> [What to produce]
When you reach the line containing "In this photo, each instance of the black rubber" in the entries below, please begin setting down lines exactly, stop only after the last one, and add nothing else.

> [Natural language region descriptions]
========================================

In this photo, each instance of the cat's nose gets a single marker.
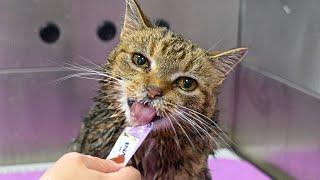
(154, 92)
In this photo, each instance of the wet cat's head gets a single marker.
(166, 78)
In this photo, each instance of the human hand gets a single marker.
(82, 167)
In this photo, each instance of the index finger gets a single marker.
(125, 173)
(101, 165)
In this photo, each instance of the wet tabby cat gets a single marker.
(156, 75)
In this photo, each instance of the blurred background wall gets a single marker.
(270, 106)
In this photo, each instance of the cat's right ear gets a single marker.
(134, 18)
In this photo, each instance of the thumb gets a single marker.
(101, 165)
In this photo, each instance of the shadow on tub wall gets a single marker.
(39, 118)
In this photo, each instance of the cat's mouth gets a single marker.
(142, 113)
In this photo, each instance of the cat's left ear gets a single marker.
(226, 61)
(134, 18)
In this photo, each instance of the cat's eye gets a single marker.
(140, 61)
(186, 83)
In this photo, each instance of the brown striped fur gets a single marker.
(161, 156)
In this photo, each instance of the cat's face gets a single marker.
(164, 75)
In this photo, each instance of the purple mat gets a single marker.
(21, 176)
(221, 169)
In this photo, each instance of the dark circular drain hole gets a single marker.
(106, 31)
(49, 33)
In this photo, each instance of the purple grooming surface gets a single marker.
(228, 169)
(221, 169)
(22, 176)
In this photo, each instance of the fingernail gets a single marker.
(119, 159)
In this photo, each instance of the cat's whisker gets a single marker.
(207, 118)
(191, 143)
(206, 124)
(86, 59)
(190, 122)
(91, 71)
(72, 76)
(196, 126)
(198, 119)
(176, 138)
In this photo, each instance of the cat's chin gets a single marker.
(158, 123)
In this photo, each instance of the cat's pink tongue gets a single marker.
(143, 114)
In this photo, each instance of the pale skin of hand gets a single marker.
(83, 167)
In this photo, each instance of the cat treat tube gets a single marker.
(128, 143)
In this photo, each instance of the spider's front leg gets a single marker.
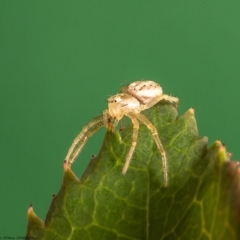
(156, 99)
(81, 139)
(134, 141)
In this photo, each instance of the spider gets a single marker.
(132, 100)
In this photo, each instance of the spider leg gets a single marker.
(81, 139)
(155, 100)
(171, 99)
(154, 132)
(134, 141)
(106, 118)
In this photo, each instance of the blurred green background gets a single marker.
(60, 60)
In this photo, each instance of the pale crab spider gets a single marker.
(132, 100)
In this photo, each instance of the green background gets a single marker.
(60, 60)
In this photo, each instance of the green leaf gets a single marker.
(201, 202)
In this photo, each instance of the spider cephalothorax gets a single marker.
(133, 99)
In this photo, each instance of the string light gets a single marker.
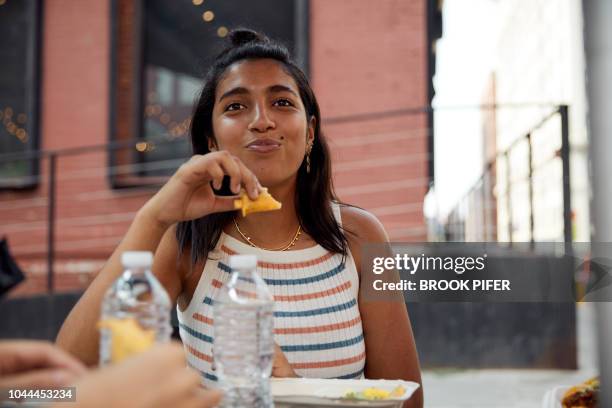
(222, 31)
(145, 146)
(208, 16)
(10, 126)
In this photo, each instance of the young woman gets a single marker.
(257, 120)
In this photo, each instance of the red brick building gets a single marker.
(370, 63)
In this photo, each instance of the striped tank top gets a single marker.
(317, 323)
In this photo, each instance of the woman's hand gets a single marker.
(281, 366)
(36, 364)
(188, 194)
(136, 383)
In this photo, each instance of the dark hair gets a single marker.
(314, 190)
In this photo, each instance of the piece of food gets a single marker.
(265, 202)
(585, 395)
(128, 338)
(374, 394)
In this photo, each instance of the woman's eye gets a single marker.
(233, 107)
(283, 102)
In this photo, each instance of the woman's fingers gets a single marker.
(213, 166)
(202, 398)
(23, 355)
(250, 182)
(42, 378)
(232, 169)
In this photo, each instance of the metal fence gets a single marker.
(488, 210)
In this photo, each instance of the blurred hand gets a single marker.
(158, 378)
(36, 364)
(188, 194)
(280, 365)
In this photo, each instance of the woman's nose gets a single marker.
(262, 121)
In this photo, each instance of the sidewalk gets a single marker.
(512, 388)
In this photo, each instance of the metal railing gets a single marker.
(482, 190)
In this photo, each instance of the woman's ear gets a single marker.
(212, 145)
(312, 124)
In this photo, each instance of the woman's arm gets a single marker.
(390, 349)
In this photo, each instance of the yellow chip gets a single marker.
(265, 202)
(127, 338)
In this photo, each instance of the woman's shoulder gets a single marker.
(362, 224)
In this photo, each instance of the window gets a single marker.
(19, 21)
(163, 49)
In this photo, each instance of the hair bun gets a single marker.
(242, 36)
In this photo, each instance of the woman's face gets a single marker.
(259, 117)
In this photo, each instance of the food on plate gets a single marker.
(584, 395)
(128, 338)
(265, 202)
(373, 394)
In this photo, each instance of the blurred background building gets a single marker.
(534, 65)
(96, 97)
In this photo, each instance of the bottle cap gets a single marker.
(243, 261)
(137, 259)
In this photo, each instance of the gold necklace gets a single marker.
(248, 239)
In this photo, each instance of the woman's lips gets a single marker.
(264, 145)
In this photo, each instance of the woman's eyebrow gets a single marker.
(234, 91)
(281, 88)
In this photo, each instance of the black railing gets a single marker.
(482, 188)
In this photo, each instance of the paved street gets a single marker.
(511, 388)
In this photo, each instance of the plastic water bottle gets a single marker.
(243, 336)
(137, 295)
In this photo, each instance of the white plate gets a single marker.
(330, 393)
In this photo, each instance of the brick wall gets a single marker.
(365, 57)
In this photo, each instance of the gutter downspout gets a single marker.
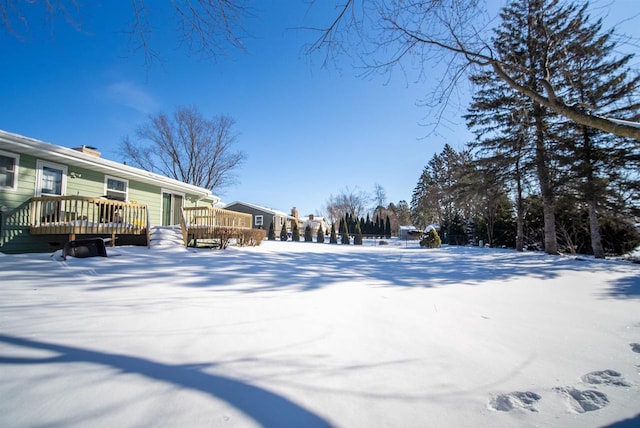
(3, 210)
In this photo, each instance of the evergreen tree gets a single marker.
(295, 233)
(387, 228)
(320, 235)
(272, 232)
(595, 163)
(431, 240)
(333, 239)
(345, 237)
(403, 213)
(357, 239)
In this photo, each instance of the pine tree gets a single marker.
(596, 163)
(345, 237)
(387, 228)
(357, 239)
(272, 232)
(295, 233)
(333, 239)
(431, 240)
(320, 235)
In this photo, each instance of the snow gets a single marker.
(304, 334)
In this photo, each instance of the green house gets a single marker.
(51, 194)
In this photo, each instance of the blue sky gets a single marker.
(308, 132)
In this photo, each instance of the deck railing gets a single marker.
(207, 223)
(80, 215)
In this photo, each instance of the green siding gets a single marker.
(15, 236)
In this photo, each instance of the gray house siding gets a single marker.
(268, 216)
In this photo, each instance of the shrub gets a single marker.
(431, 239)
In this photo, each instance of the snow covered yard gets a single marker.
(305, 334)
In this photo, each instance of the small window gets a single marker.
(51, 179)
(8, 171)
(116, 188)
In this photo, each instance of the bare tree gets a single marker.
(379, 196)
(205, 27)
(187, 147)
(399, 33)
(348, 201)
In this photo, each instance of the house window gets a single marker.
(116, 188)
(51, 179)
(8, 171)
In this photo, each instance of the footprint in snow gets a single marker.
(514, 400)
(584, 401)
(605, 377)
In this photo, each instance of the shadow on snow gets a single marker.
(257, 271)
(265, 407)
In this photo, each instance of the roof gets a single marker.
(30, 146)
(259, 208)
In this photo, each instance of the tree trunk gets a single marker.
(519, 213)
(546, 190)
(596, 239)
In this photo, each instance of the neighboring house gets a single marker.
(50, 194)
(314, 222)
(408, 232)
(263, 217)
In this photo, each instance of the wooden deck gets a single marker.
(79, 215)
(218, 226)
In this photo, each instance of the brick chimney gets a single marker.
(88, 150)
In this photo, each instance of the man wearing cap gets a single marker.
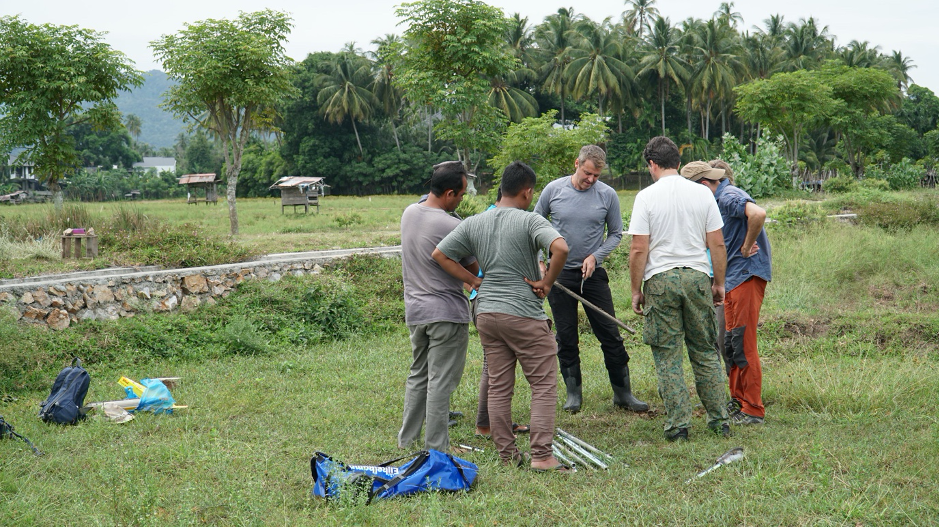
(748, 271)
(673, 224)
(435, 310)
(582, 208)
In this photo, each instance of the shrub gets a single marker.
(900, 176)
(874, 184)
(840, 185)
(470, 206)
(903, 215)
(346, 220)
(761, 174)
(794, 213)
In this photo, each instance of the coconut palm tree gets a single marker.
(726, 14)
(717, 67)
(899, 66)
(807, 45)
(662, 58)
(514, 102)
(383, 87)
(596, 69)
(639, 15)
(554, 38)
(345, 93)
(860, 55)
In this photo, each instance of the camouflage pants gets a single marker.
(678, 307)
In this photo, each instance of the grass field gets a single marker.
(850, 340)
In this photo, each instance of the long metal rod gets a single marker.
(572, 455)
(583, 452)
(595, 308)
(561, 457)
(584, 444)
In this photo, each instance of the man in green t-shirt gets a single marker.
(511, 321)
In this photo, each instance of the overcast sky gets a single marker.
(327, 25)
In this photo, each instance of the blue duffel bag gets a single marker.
(426, 470)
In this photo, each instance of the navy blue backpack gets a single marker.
(426, 471)
(64, 405)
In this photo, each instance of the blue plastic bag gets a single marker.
(156, 397)
(428, 470)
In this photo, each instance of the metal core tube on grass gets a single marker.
(570, 454)
(561, 457)
(583, 452)
(584, 444)
(592, 306)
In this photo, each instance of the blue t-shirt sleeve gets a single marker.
(734, 204)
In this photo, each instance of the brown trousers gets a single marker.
(508, 339)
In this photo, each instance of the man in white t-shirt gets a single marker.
(673, 223)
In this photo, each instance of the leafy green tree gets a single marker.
(787, 103)
(864, 95)
(133, 125)
(53, 78)
(454, 46)
(548, 149)
(230, 75)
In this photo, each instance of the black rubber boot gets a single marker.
(574, 392)
(622, 392)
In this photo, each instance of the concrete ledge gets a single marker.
(108, 294)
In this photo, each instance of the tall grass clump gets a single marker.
(166, 245)
(44, 247)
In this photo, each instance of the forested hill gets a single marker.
(158, 128)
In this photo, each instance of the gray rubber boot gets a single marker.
(574, 391)
(622, 391)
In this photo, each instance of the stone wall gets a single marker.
(61, 301)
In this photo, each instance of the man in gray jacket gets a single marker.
(582, 208)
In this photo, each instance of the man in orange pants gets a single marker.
(748, 271)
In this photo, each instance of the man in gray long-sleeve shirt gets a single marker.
(581, 208)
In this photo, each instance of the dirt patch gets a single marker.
(809, 327)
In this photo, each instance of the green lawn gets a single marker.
(850, 341)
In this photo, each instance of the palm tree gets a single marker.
(514, 102)
(345, 93)
(662, 57)
(133, 125)
(555, 37)
(727, 15)
(860, 55)
(899, 66)
(595, 68)
(519, 39)
(639, 14)
(806, 45)
(716, 68)
(383, 87)
(774, 27)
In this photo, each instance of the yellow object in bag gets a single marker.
(135, 386)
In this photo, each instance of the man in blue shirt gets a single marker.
(748, 271)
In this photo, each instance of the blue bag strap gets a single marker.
(459, 468)
(419, 461)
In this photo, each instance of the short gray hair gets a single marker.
(594, 154)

========================================

> [Your response]
In this photo, each instance of the black rubber boot gets a single marker.
(574, 392)
(622, 392)
In this photo, each instance of the concrete ledge gets a single marker.
(108, 294)
In this photo, each instance of the tall grass clump gets a single marker.
(166, 245)
(44, 247)
In this photo, each instance of the forested hill gets a single marker.
(158, 128)
In this photo, each instance of the gray rubber boot gets a single marker.
(574, 391)
(622, 391)
In this photo, each instance of the stone wall gets a single marker.
(61, 301)
In this photo, each instance of the man in gray jacket gets a single marker.
(582, 208)
In this photo, each instance of the man in orange pants gets a single marker.
(748, 271)
In this photo, each instance of the man in gray long-sleeve shirt gets a single marker.
(581, 208)
In this photo, each instance of the dirt patch gets a single marker.
(809, 327)
In this photo, each instance of the green lawn gets a single marker.
(850, 341)
In this photo, each instance of the palm tree gets a single marker.
(514, 102)
(345, 93)
(662, 57)
(133, 125)
(555, 37)
(727, 15)
(860, 55)
(899, 66)
(595, 68)
(519, 39)
(639, 14)
(806, 45)
(716, 68)
(383, 87)
(774, 27)
In this photo, each instance of the yellow object in bag gets a single marker.
(135, 386)
In this photo, each instance of the man in blue shirt gets a single marker.
(748, 271)
In this photo, each instance of the blue bag strap gets a single marker.
(459, 468)
(419, 461)
In this photo, each instance of the short gray hair gets a single marker.
(594, 154)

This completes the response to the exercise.